§ **The problem**
Will you write out all the entries below exactly?

━━ Record excerpts

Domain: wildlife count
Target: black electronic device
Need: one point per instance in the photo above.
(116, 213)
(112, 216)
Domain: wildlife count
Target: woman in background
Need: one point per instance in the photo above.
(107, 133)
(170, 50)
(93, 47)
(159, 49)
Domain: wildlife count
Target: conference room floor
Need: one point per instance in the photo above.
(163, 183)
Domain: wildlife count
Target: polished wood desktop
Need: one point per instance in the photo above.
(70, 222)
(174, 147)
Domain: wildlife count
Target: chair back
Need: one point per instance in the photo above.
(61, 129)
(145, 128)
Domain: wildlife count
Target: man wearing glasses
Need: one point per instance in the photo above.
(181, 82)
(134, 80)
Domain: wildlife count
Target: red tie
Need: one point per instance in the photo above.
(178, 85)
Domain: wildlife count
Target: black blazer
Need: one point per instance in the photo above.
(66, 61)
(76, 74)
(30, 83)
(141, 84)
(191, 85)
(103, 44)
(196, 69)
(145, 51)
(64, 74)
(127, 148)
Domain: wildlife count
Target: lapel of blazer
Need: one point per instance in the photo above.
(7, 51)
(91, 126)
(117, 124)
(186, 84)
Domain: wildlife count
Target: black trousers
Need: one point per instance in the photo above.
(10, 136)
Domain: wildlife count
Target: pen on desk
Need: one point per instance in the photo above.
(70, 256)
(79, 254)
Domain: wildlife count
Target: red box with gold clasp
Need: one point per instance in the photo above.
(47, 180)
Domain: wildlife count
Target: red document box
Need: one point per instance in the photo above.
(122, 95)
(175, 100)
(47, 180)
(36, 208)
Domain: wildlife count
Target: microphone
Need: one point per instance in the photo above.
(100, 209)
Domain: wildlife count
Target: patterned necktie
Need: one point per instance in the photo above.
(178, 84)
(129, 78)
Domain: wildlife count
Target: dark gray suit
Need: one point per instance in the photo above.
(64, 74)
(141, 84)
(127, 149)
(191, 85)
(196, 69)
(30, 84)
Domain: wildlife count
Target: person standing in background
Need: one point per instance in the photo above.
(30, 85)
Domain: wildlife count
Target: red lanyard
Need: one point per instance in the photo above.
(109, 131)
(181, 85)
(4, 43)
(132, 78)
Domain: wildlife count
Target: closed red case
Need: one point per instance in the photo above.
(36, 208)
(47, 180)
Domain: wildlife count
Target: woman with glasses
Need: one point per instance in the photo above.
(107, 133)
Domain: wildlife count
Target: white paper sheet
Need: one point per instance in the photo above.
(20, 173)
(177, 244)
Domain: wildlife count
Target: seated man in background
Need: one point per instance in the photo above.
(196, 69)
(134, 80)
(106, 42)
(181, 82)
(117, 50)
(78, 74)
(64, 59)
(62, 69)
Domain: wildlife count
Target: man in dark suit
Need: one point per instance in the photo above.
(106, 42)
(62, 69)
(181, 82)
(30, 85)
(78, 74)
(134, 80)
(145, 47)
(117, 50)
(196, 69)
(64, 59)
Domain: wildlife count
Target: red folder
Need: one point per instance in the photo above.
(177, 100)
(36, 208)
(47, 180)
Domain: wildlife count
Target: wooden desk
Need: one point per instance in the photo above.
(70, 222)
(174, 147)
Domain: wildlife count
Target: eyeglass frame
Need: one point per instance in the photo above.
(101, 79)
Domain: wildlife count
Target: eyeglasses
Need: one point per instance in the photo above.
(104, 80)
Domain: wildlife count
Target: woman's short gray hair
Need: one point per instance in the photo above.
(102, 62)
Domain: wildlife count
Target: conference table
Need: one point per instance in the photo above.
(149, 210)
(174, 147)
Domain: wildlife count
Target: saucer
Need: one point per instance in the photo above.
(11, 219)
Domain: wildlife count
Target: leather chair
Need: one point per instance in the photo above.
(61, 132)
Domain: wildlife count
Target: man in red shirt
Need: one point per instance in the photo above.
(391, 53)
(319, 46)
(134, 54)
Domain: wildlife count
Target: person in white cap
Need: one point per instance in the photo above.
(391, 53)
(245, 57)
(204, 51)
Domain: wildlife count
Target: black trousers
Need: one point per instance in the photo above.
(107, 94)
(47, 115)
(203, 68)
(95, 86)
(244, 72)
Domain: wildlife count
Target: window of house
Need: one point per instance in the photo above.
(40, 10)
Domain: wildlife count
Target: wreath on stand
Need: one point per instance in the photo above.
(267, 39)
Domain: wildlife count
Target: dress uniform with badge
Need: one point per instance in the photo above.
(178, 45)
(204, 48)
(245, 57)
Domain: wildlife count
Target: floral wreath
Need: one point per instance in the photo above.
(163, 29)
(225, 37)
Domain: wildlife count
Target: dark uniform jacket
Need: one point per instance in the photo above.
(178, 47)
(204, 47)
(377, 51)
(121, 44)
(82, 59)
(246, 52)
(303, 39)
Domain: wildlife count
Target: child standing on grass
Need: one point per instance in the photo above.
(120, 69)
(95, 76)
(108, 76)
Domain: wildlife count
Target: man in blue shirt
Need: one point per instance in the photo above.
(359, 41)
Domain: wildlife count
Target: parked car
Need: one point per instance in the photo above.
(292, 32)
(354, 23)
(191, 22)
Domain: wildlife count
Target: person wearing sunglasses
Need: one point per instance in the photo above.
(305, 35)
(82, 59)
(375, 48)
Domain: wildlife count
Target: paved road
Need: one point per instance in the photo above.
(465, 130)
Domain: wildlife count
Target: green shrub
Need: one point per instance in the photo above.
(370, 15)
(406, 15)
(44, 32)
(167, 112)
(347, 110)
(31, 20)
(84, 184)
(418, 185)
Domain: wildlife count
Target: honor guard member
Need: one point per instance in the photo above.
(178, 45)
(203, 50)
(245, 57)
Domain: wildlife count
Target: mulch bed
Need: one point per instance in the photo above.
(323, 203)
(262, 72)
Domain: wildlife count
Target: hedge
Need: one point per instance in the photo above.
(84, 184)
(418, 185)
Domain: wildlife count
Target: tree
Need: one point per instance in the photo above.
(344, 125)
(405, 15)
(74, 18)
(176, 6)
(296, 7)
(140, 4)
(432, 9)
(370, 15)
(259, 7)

━━━━

§ **Answer space**
Domain: wildlife count
Target: black electronic device
Need: one point per instance in the photo above.
(116, 213)
(112, 216)
Domain: wildlife count
Target: woman in background
Need: one point per instance in the photo above.
(107, 133)
(170, 50)
(93, 47)
(159, 49)
Domain: wildlife count
Target: conference room floor
Need: one point per instance in the photo above.
(163, 183)
Domain: wildlife count
Target: polished wood desktop
Need: one point per instance in the photo above.
(70, 222)
(174, 147)
Domain: wildlife count
Target: chair back
Need: one point per instance in the photo above.
(61, 129)
(145, 128)
Domain: wildlife count
Target: man wearing glasses
Need: one point per instance in the photo above.
(181, 82)
(134, 80)
Domain: wildlife count
Target: red tie
Need: one point per instance in the photo above.
(178, 85)
Domain: wildlife count
Target: black blazer
Need: one point per instance in the photo above.
(66, 61)
(76, 74)
(30, 83)
(141, 84)
(191, 85)
(103, 44)
(196, 69)
(145, 51)
(64, 74)
(127, 148)
Domain: wildlife count
Target: lapel of blazer
Need: one point per instance in the photo above.
(7, 51)
(91, 126)
(117, 124)
(186, 84)
Domain: wildlife count
Target: black trousers
Need: one point per instance in the photo above.
(10, 136)
Domain: wildlife count
Target: pen on desk
Need: one point per instance in the photo above.
(70, 256)
(79, 254)
Domain: wildlife count
Target: red box with gold clasp
Need: one point per instance in the photo above.
(47, 180)
Domain: wildlife count
Target: red document box
Need: one point per instance in the photo above.
(122, 95)
(175, 100)
(47, 180)
(36, 208)
Domain: wildlife count
Target: microphone
Need: one point per instance in the photo above.
(100, 209)
Domain: wildlife count
Target: patterned necktie
Need: one point per instance in the photo above.
(178, 84)
(129, 78)
Domain: wildlife count
Target: dark gray suit
Need: one point per instance in the photo above.
(64, 74)
(141, 84)
(127, 149)
(191, 85)
(196, 69)
(30, 84)
Domain: wildlife count
Target: person standing in background
Need: one point per instance in the photo above.
(30, 85)
Domain: wildlife count
Target: red lanyard
Need: one point per instance in the photo above.
(109, 131)
(181, 85)
(4, 43)
(132, 78)
Domain: wildlife count
Target: closed red case
Need: one point per instance in the photo above.
(36, 208)
(47, 180)
Domain: wildlife count
Target: woman with glasses
Need: one point per instance in the photo above.
(107, 133)
Domain: wildlife count
Target: white paper sheet
Need: one point per instance in the photo above.
(20, 173)
(177, 244)
Domain: wildlife count
Target: seated man in background
Need: one point per instance in the photo above.
(196, 69)
(134, 80)
(106, 42)
(181, 82)
(117, 50)
(78, 74)
(64, 59)
(62, 69)
Domain: wildlife count
Target: man in dark suit
Need: one point per instance in the photo above.
(106, 42)
(62, 69)
(181, 82)
(30, 85)
(78, 74)
(134, 80)
(145, 47)
(117, 50)
(196, 69)
(64, 59)
Domain: wildlife count
Target: red folder
Need: one point per instance in the photo above.
(177, 100)
(36, 208)
(47, 180)
Domain: wildlife count
Target: wooden desk
Need: one point per instance in the photo above.
(70, 222)
(174, 147)
Domain: wildlife count
Target: eyeglass frame
Need: one point per instance in the photo above.
(101, 79)
Domain: wildlife count
Target: eyeglasses
Need: one point per instance in the photo above.
(104, 80)
Domain: wildlife count
Target: woman's short gray hair
Need: one point per instance in the photo above.
(102, 62)
Domain: wildlife count
Target: conference table
Need: one point per instance in the photo above.
(149, 210)
(174, 147)
Domain: wildlife count
Target: saucer
Need: one point per instance in the photo above.
(11, 219)
Domain: wildlife count
Target: leather chair
Need: one point per instance in the photo above.
(61, 132)
Domain: wildlife count
Target: man in red shirt
Need: one point per instance in the photo above.
(391, 53)
(319, 46)
(134, 54)
Domain: wildlife count
Target: person in white cap
Need: one point per instance in the photo above.
(391, 53)
(245, 57)
(204, 51)
Domain: wildlife count
Target: black trousers
Need: one point per instance in the photo above.
(107, 94)
(47, 115)
(203, 68)
(95, 86)
(244, 72)
Domain: wildlife count
Target: window of house
Need: one point per instance in the photo above.
(40, 10)
Domain: wildlife count
Target: wreath on stand
Need: one point per instance in the photo above.
(267, 39)
Domain: wildlife count
Target: dress uniform with badge
Need: one point per instance in the photo above.
(178, 45)
(204, 48)
(245, 57)
Domain: wildlife count
Target: floral wreath
Need: one point per instance in the photo above.
(163, 29)
(225, 37)
Domain: wildlife count
Target: dark uniform jacket
Need: one point per instance in the photo above.
(178, 47)
(204, 47)
(377, 51)
(121, 44)
(82, 59)
(246, 52)
(303, 39)
Domain: wildlife count
Target: child standing on grass
Need: one point per instance in the photo above.
(120, 69)
(95, 76)
(108, 76)
Domain: wildlife count
Target: man in blue shirt
Need: one point per instance in the photo above.
(359, 41)
Domain: wildlife count
Target: parked car
Need: one point per instance in the photo above.
(292, 32)
(354, 23)
(191, 22)
Domain: wildlife count
Target: person wearing sunglasses
Need: one point per instance in the photo above.
(305, 35)
(82, 59)
(375, 48)
Domain: wildlife count
Target: paved road
Need: one point per instance in the photo above.
(465, 130)
Domain: wildlife count
Target: green shrub
Need: one point per instance in the photo above.
(370, 15)
(406, 15)
(44, 32)
(167, 112)
(347, 110)
(31, 20)
(84, 184)
(418, 185)
Domain: wildlife count
Target: honor guard member
Need: one point per instance in the photo above.
(178, 45)
(203, 50)
(245, 57)
Domain: wildlife count
Target: mulch bed
Need: one point per instance in the photo above.
(323, 203)
(262, 72)
Domain: wildlife count
Target: hedge
Need: one point per instance in the photo above.
(84, 184)
(418, 185)
Domain: wildlife count
Target: tree
Need: one point per instance in the photo above.
(344, 125)
(405, 15)
(74, 18)
(176, 6)
(296, 7)
(140, 4)
(432, 9)
(370, 15)
(259, 7)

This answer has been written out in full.